この記事で最終的に何ができる?
あれこれ読んで, なーんだやりたかったことと違うじゃん…みたいなことあると悲しくなるので, 最初に何ができるか見てから記事を読むか判断してください.



内容
手元に使い物になるGPUがないとき, Google Colabを使うという手があります.
そこで, 今回はGoogle Colabを便利に使うための環境を構築します.
要求内容
- 原則は
.ipynb
でなく.py
で作る
- スマートフォンでリアルタイムで結果を見れるようにする
- Tensorboardで可視化する
1は, .ipynb
形式だと他ファイルのimportが面倒なのとlocalで回すときにjupyterを使わなければならないのを回避したいということです.
機械学習フレームワークとしてPyTorchを使います.
基本手順
最初に手順を説明します.
- まずはlocalで実行するときと全く同じようにコードを書く
- スマートフォンで結果を見れるようにhyperdashを, webで結果を見れるようにtensorboardを導入し, その部分のコードを追加する
- これらのファイルをGoogle Driveにアップロードする(または1で最初からGoogle Driveをlocalにマウントして作成)
-
.py
ファイルを実行するための実行スクリプトexec.ipynb
を作成・実行する
hyperdashを使うとlogやパラメータ, グラフをリアルタイムでスマートフォンで見ることが出来ます.
ただし, これは1つのデータのみしか見ることが出来ず, パラメータを変えた場合の比較などが出来ません. また, plotのsmoothingやデータの取得なども出来ないので, ここは本家のtensorboardを使います.
データセットとネットワーク構造
今回はThe CIFAR-10 datasetをCNNで分類するタスクを選びました.
CNNのネットワーク構造はTrain a simple deep CNN on the CIFAR10 small images dataset.をPyTorchに書き換えました.
層の構成は次の通りです.
# network構造
----------------------------------------------------------------
Layer (type) Output Shape Param #
================================================================
Conv2d-1 [-1, 32, 32, 32] 896
Conv2d-2 [-1, 32, 30, 30] 9,248
MaxPool2d-3 [-1, 32, 15, 15] 0
Dropout-4 [-1, 32, 15, 15] 0
Conv2d-5 [-1, 64, 15, 15] 18,496
Conv2d-6 [-1, 64, 13, 13] 36,928
MaxPool2d-7 [-1, 64, 6, 6] 0
Dropout-8 [-1, 64, 6, 6] 0
Linear-9 [-1, 512] 1,180,160
Dropout-10 [-1, 512] 0
Linear-11 [-1, 10] 5,130
CNN-12 [-1, 10] 0
================================================================
ソースコード全体
まずはファイル構成を見てください.
.
├── .hyperdash
├── datasets
├── cifar10-cnn-pytorch
├── exec.ipynb
├── log
│ ├── 200304104116
│ │ ├── csv
│ │ │ ├── args.csv
│ │ │ └── results.csv
│ │ ├── model
│ │ │ └── model.tar
│ │ └── tensorboard
│ │ └── events.out.tfevents.1583318478.9998e7dcdb7c.342.0
│ ├── 200304111548
. .
. .
. .
└── src
├── main.py
├── net.py
└── utils.py
args.csv
はargparse
で指定したハイパーパラメータの保存, results.csv
は出力結果の保存, model.tar
はcheckpointの保存, tensorboard
はtensorboardで描画するために保存するものです.
import os
import datetime
import csv
import torch
import torchvision
import torch.optim as optim
import torch.nn as nn
from torch.utils.tensorboard import SummaryWriter
from torchsummary import summary
from pathlib import Path
from time import time
from net import CNN
from utils import get_loader, plot_classes_preds, get_args, matplotlib_imshow
def train(train_loader, model, criterion, optimizer, device, writer, epoch,
classes):
"""Train a neural networks.

-=-=-

__小問 1__.
引用文のコードで、import で始まる行が読み込んでいるモジュール名をすべて挙げてください。
__小問 2__.
引用文の「手元に使い物になるGPUがないとき, Google Colabを使うという手があります.」を英語に訳してください。
__小問 3__.
引用文のうち「- まずはlocalで実行するときと全く同じようにコードを書く」から「small images dataset.をPyTorchに書き換えました.」までの部分を一字も変えずに書き写してください。
エントリーはここでは使いません。

__提供情報__.
-=-=-

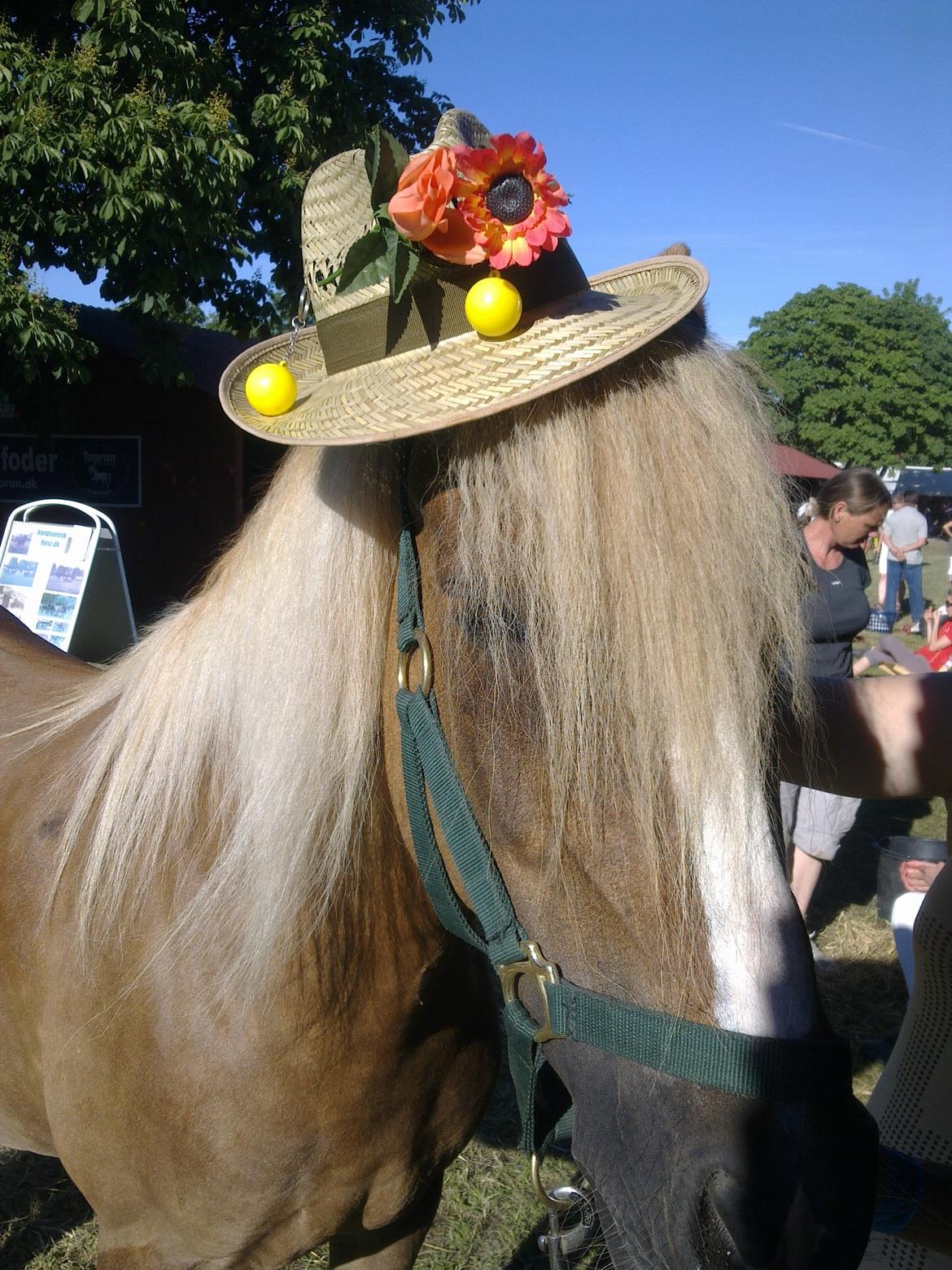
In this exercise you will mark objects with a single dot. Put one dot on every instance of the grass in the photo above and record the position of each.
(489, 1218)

-=-=-

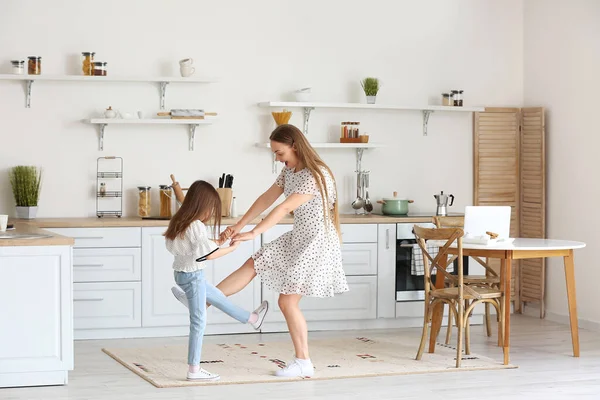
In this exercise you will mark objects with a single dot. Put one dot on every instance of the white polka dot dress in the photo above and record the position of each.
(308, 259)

-=-=-

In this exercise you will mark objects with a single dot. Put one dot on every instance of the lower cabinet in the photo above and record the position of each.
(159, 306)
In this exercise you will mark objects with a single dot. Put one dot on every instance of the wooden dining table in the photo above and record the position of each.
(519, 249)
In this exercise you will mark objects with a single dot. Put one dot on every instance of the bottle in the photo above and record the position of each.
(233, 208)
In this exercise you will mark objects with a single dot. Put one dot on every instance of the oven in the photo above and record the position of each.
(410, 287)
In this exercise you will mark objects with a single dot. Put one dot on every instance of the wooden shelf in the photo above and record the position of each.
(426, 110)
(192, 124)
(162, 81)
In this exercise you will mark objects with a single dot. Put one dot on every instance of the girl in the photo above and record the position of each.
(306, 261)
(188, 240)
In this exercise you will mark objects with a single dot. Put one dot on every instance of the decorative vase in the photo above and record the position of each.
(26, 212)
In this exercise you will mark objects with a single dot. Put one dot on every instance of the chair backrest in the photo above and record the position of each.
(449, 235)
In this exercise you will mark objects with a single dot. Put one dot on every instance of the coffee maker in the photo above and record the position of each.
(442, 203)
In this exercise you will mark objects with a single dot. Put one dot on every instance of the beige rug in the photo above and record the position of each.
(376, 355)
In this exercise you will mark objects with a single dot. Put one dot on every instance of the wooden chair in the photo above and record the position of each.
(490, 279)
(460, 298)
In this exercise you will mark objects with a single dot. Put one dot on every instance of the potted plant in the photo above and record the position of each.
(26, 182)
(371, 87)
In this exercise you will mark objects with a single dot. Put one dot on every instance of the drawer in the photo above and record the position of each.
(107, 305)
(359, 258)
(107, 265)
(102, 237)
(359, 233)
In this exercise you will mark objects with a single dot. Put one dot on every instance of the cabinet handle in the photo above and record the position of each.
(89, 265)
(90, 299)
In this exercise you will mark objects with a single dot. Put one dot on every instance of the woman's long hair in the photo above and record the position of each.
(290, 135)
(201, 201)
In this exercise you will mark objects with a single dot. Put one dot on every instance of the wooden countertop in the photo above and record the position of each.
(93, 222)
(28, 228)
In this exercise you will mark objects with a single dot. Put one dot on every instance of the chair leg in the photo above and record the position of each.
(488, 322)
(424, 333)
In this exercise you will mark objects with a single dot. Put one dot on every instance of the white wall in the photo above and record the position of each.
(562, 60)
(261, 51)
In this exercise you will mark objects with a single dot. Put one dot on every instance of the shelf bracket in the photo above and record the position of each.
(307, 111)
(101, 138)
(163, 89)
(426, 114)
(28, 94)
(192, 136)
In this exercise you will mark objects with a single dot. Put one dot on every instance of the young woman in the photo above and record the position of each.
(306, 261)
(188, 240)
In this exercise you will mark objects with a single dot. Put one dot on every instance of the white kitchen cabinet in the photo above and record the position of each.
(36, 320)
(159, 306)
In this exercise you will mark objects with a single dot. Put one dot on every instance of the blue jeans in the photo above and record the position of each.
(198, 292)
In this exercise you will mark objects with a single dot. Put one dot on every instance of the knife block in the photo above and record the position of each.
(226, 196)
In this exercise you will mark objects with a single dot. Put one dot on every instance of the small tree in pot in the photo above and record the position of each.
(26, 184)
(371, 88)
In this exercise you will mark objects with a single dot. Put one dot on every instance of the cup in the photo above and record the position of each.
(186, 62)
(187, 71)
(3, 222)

-=-=-

__解答 1__.
os、datetime、csv、torch、torchvision、torch.optim、torch.nn

__解答 2__.
When you don't have a usable GPU at hand, one option is to use Google Colab.

__解答 3__.
- まずはlocalで実行するときと全く同じようにコードを書く
- スマートフォンで結果を見れるようにhyperdashを, webで結果を見れるようにtensorboardを導入し, その部分のコードを追加する
- これらのファイルをGoogle Driveにアップロードする(または1で最初からGoogle Driveをlocalにマウントして作成)
-
.py
ファイルを実行するための実行スクリプトexec.ipynb
を作成・実行する
hyperdashを使うとlogやパラメータ, グラフをリアルタイムでスマートフォンで見ることが出来ます.
ただし, これは1つのデータのみしか見ることが出来ず, パラメータを変えた場合の比較などが出来ません. また, plotのsmoothingやデータの取得なども出来ないので, ここは本家のtensorboardを使います.
データセットとネットワーク構造
今回はThe CIFAR-10 datasetをCNNで分類するタスクを選びました.
CNNのネットワーク構造はTrain a simple deep CNN on the CIFAR10 small images dataset.をPyTorchに書き換えました.